### Document text
>> Start
CCPR/C/113/4

United Nations / CCPR/C/113/4
/ International Covenant on
Civil and Political Rights / Distr.: General
8 September 2015
English only

Human Rights Committee

Consideration by the Human Rights Committee at its 111th, 112th and 113th sessions of communications received under the Optional Protocol to the International Covenant on Civil and Political Rights[*]

Summary
The present report expands on the information contained in the annual report of the Human Rights Committee covering the period from 30 March 2014 to 2 April 2015 and the 111th, 112th and 113th sessions of the Committee (A/70/40). It provides a detailed account of the Committee’s activities under the Optional Protocol to the International Covenant on Civil and Political Rights, regarding the communications procedure.
Under the Optional Protocol procedure, the Committee adopted 80 Views on communications, and declared 25 communications inadmissible. So far, 2,593 communications have been registered since the entry into force of the Optional Protocol to the Covenant.
>> End
### Stored data
>> Start
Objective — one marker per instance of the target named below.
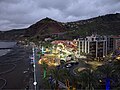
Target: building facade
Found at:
>> End
### Job
Continue the Human Rights Committee report on communications under the Optional Protocol, starting right after its last sentence.

### Expected output
Contents

Page

I. Introduction 3

A. Progress of work 3

B. Committee’s caseload under the Optional Protocol 4

II. Approaches to considering communications under the Optional Protocol 5

A. Special Rapporteur on new communications 5

B. Competence of the Working Group on Communications 5

III. Individual opinions 5

IV. Cooperation by the States parties in the examination ofcommunications 6

V. Issues considered by the Committee 7

A. Procedural issues 8

B. Substantive issues 19

VI. Remedies called for under the Committee’s Views 46

Annex

List of Views and inadmissibility decisions adopted at the 111th, 112th and 113th sessions 53

I. Introduction

1. The present report expands on the information contained in the annual report of the Human Rights Committee covering the period from 30 March 2014 to 2 April 2015 and the 111th, 112th and 113th sessions of the Committee (A/70/40). It provides a detailed account of the Committee’s activities under the Optional Protocol to the International Covenant on Civil and Political Rights, regarding the communications procedure.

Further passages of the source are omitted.